● **PROBLEM TO WORK ON**
Rewrite every line of the records below as a JSON list of strings, with one string per line and blank lines omitted.

[Coordinate annotation entries]
================

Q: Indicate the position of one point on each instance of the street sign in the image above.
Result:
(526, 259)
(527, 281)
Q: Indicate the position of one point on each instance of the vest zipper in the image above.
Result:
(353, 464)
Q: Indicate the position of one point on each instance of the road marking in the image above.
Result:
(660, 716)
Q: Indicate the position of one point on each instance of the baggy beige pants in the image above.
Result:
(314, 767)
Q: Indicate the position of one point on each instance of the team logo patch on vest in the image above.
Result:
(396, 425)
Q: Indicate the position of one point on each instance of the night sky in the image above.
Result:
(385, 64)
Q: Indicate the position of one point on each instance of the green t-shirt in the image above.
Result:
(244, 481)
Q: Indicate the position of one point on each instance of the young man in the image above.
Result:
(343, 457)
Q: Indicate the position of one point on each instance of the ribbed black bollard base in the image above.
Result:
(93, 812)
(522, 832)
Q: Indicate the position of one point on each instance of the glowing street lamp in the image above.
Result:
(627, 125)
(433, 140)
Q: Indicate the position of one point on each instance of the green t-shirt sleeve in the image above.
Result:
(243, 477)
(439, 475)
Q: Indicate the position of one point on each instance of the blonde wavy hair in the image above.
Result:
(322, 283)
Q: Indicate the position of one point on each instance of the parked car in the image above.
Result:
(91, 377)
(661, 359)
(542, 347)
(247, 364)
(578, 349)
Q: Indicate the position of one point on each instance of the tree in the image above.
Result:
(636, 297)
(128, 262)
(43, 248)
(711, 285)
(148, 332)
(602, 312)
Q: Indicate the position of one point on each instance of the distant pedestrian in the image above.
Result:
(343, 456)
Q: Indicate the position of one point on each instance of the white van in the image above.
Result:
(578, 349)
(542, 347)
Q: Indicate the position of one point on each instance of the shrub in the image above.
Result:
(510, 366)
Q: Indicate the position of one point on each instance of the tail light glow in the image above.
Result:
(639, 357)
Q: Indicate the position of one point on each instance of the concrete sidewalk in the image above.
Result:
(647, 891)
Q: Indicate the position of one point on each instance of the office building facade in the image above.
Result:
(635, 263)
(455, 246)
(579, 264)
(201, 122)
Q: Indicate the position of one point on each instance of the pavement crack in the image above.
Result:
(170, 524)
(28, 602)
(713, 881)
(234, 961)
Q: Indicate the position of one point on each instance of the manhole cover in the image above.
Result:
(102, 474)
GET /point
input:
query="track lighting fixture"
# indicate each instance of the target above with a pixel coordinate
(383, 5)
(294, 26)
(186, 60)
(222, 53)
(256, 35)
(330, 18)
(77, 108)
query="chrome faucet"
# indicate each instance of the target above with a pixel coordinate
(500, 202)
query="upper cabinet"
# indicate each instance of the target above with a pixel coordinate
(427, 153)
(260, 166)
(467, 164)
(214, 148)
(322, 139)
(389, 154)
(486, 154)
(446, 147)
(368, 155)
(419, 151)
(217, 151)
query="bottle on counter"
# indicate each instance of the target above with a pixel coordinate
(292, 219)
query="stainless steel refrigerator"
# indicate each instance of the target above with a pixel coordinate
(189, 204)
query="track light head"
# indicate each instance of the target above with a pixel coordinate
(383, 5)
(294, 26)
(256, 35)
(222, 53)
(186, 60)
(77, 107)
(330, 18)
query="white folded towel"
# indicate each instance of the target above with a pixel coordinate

================

● **ANSWER TO THE TASK**
[
  "Q: Indicate the position of one point on each instance of the street sign in the image above.",
  "Result:",
  "(526, 259)",
  "(527, 281)",
  "Q: Indicate the position of one point on each instance of the vest zipper in the image above.",
  "Result:",
  "(353, 464)",
  "Q: Indicate the position of one point on each instance of the road marking in the image above.",
  "Result:",
  "(660, 716)",
  "Q: Indicate the position of one point on each instance of the baggy beige pants in the image above.",
  "Result:",
  "(314, 767)",
  "Q: Indicate the position of one point on each instance of the team logo patch on vest in the image above.",
  "Result:",
  "(396, 425)",
  "Q: Indicate the position of one point on each instance of the night sky in the image above.",
  "Result:",
  "(385, 64)",
  "Q: Indicate the position of one point on each instance of the green t-shirt in the image above.",
  "Result:",
  "(244, 481)",
  "Q: Indicate the position of one point on each instance of the young man in the image above.",
  "Result:",
  "(343, 457)",
  "Q: Indicate the position of one point on each instance of the ribbed black bollard base in the image above.",
  "Result:",
  "(93, 812)",
  "(522, 832)",
  "Q: Indicate the position of one point on each instance of the glowing street lamp in the image above.",
  "Result:",
  "(627, 125)",
  "(433, 140)",
  "Q: Indicate the position of one point on each instance of the green t-shirt sleeve in the image above.",
  "Result:",
  "(243, 477)",
  "(439, 475)",
  "Q: Indicate the position of one point on each instance of the blonde wavy hair in the image above.",
  "Result:",
  "(322, 283)",
  "Q: Indicate the position of one point on each instance of the parked car in the image above.",
  "Result:",
  "(91, 377)",
  "(661, 359)",
  "(542, 347)",
  "(247, 364)",
  "(578, 349)",
  "Q: Indicate the position of one point on each instance of the tree in the image above.",
  "Result:",
  "(636, 297)",
  "(128, 262)",
  "(43, 248)",
  "(711, 285)",
  "(148, 332)",
  "(602, 312)",
  "Q: Indicate the position of one point on each instance of the distant pedestrian in the image above.",
  "Result:",
  "(343, 456)",
  "Q: Indicate the position of one point on each instance of the white van in the image above.",
  "Result:",
  "(578, 349)",
  "(542, 347)",
  "Q: Indicate the position of one point on each instance of the shrub in the image above.",
  "Result:",
  "(510, 366)",
  "Q: Indicate the position of one point on each instance of the tail light glow in the image above.",
  "Result:",
  "(639, 357)",
  "Q: Indicate the position of one point on each instance of the concrete sidewalk in the image above.",
  "Result:",
  "(647, 891)",
  "Q: Indicate the position of one point on each instance of the office building facade in the image above.",
  "Result:",
  "(635, 263)",
  "(455, 246)",
  "(579, 264)",
  "(201, 122)",
  "Q: Indicate the position of one point on each instance of the pavement crack in the image above.",
  "Result:",
  "(170, 524)",
  "(28, 602)",
  "(713, 881)",
  "(234, 961)",
  "Q: Indicate the position of one point on each instance of the manhole cover in the image above.",
  "Result:",
  "(102, 474)",
  "GET /point",
  "input:",
  "query=\"track lighting fixture\"",
  "# indicate each instance of the target above with a pixel coordinate",
  "(383, 5)",
  "(294, 26)",
  "(186, 60)",
  "(222, 53)",
  "(256, 35)",
  "(330, 18)",
  "(77, 108)",
  "query=\"chrome faucet\"",
  "# indicate each instance of the target above with a pixel coordinate",
  "(500, 202)",
  "query=\"upper cabinet\"",
  "# indicate each instance of the target above with a pixel coordinate",
  "(427, 153)",
  "(260, 166)",
  "(467, 164)",
  "(214, 148)",
  "(322, 139)",
  "(389, 154)",
  "(486, 154)",
  "(446, 147)",
  "(368, 155)",
  "(419, 151)",
  "(217, 151)",
  "query=\"bottle on counter\"",
  "# indicate each instance of the target above with a pixel coordinate",
  "(292, 219)",
  "query=\"stainless steel refrigerator\"",
  "# indicate each instance of the target above with a pixel coordinate",
  "(189, 204)",
  "query=\"track light head\"",
  "# indicate each instance of the target above with a pixel coordinate",
  "(383, 5)",
  "(294, 26)",
  "(256, 35)",
  "(222, 53)",
  "(186, 60)",
  "(77, 107)",
  "(330, 18)",
  "query=\"white folded towel\"",
  "# indicate each instance of the target above with a pixel coordinate"
]